**Task to complete:** Where a line in the records below includes "shirt", pull that line out.

START Data

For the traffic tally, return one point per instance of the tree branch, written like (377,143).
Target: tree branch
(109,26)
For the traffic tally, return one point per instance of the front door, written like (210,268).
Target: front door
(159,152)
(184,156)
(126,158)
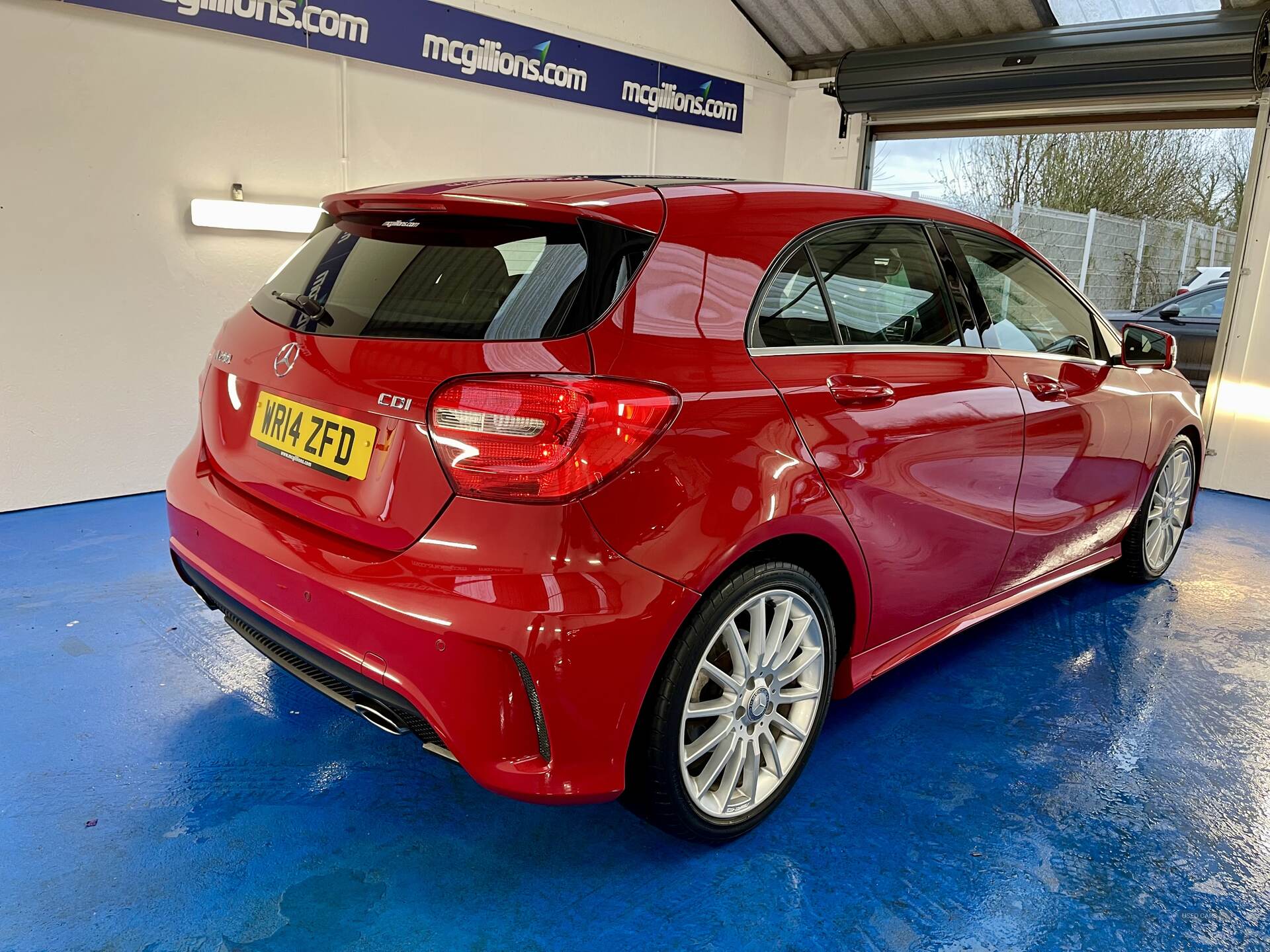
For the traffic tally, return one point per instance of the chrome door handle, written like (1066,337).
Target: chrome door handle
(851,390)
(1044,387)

END Data
START Data

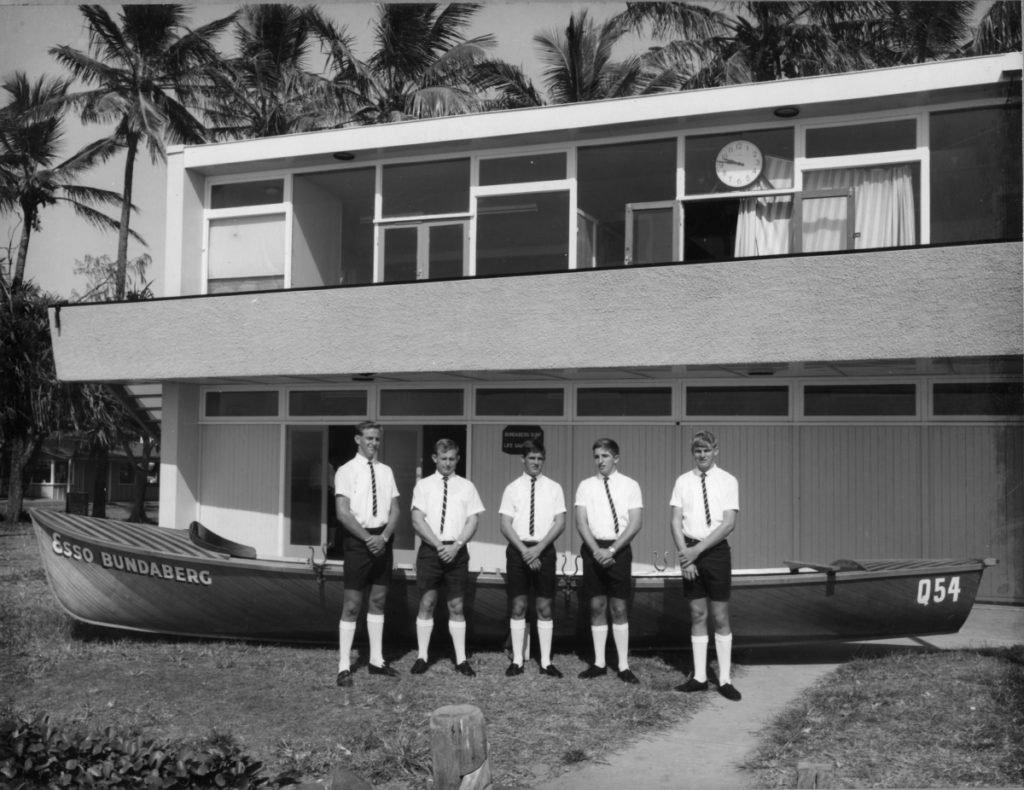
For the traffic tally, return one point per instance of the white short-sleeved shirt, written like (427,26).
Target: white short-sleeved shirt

END Data
START Data

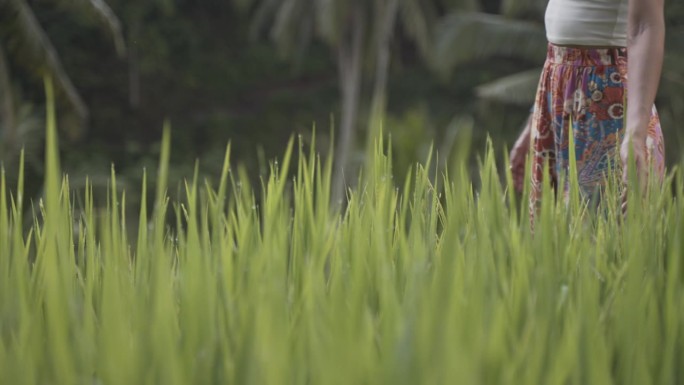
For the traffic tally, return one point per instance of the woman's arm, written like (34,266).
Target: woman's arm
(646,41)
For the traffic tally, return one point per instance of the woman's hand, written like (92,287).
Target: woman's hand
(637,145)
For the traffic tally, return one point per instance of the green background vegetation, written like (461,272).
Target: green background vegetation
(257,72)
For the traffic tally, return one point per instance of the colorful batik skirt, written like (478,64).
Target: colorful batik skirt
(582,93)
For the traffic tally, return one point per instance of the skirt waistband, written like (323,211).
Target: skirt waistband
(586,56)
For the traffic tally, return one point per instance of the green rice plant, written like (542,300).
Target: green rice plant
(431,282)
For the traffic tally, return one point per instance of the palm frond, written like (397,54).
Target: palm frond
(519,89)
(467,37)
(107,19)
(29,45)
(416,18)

END Data

**Answer for this exercise:**
For the traffic tally, return one point per instance of the white short-sleeved shirt, written like (427,26).
Target: white short-sleeved shirt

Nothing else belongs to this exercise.